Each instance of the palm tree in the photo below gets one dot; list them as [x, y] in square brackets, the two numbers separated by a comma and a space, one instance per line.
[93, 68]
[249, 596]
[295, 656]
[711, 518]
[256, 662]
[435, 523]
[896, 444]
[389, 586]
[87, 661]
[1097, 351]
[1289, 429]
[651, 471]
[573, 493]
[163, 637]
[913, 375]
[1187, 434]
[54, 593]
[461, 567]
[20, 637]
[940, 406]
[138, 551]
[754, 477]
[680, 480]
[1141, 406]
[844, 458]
----
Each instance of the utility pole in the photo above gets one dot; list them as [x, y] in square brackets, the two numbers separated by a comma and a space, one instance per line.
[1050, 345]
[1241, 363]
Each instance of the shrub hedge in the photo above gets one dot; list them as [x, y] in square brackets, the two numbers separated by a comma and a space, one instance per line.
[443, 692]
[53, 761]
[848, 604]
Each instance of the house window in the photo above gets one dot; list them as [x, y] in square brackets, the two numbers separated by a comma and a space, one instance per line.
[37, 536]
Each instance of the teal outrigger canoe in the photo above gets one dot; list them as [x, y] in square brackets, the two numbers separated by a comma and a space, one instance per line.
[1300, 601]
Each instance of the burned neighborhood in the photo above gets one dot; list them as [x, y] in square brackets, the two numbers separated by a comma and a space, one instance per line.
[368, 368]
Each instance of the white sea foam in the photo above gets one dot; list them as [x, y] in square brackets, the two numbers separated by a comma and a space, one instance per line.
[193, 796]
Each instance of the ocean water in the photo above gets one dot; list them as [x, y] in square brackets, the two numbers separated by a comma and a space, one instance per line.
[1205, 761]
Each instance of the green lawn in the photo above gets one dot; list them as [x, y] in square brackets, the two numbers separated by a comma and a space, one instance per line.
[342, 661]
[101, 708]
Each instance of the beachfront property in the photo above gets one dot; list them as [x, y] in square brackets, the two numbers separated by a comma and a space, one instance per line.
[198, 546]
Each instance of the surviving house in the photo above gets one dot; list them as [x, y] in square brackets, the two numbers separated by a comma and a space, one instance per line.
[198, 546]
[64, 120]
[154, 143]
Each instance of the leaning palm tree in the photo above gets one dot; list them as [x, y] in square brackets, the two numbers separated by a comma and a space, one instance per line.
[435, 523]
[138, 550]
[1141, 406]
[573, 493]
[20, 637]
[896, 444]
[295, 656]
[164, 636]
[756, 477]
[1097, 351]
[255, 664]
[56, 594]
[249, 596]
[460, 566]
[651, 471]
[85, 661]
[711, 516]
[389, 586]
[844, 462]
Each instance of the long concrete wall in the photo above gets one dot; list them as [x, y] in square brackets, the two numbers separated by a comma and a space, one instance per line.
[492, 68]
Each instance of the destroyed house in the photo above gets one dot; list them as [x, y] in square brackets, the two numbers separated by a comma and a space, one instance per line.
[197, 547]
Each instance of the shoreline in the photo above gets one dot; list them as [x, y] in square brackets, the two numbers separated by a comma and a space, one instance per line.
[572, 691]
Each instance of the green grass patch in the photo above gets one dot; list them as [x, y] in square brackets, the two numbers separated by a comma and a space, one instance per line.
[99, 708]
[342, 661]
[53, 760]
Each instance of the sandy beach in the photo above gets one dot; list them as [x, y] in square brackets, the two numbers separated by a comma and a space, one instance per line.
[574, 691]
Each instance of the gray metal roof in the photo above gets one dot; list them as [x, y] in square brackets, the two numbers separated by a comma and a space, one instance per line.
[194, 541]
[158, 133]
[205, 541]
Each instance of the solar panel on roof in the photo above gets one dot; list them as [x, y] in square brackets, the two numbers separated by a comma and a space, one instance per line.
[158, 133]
----
Required task:
Scale the entries from the line with "Each instance of the teal" to the line with "[1300, 601]", both ends included, writing out only those lines again, the request too. Multiply each answer coordinate by 2.05 and round to whole numbers, halves up.

Output:
Each instance of the teal outrigger canoe in the photo above gets one dot; list them as [x, y] in square brackets, the two numbers separated by a comma and a space, one instance per line.
[2665, 1232]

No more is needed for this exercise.